* _Input material_
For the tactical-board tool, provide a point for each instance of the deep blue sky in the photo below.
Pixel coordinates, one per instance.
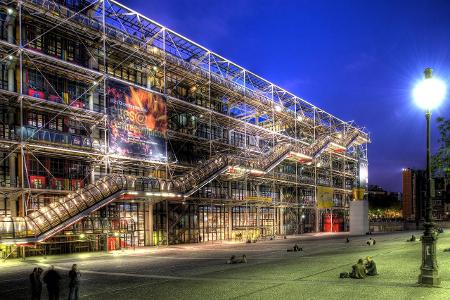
(356, 59)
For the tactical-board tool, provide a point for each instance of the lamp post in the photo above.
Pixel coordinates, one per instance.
(428, 94)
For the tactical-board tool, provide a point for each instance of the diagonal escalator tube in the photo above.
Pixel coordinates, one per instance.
(51, 219)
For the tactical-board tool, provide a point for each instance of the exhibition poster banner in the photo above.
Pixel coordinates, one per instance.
(324, 197)
(138, 122)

* _What to do_
Quote the data exactly, leaving every image out of the copy.

* _Exercise response_
For the tactical-board tool, provide a point for each instance of the deep blue sky in the photo below.
Pixel coordinates, one per instance.
(356, 59)
For the tactical-board tool, provide a point for each instance of the lamp post in the photo above.
Pixel coordinates, one per instance.
(428, 94)
For the tactical-board tool, provide a point for each instance of the diagonal escalator tube in the photo above.
Pixel coordinates, one per instance.
(51, 219)
For the tactical-board tool, provide a point for each instance of the exhibition poster banner in the photo above.
Pixel coordinates, one per instance.
(324, 197)
(138, 122)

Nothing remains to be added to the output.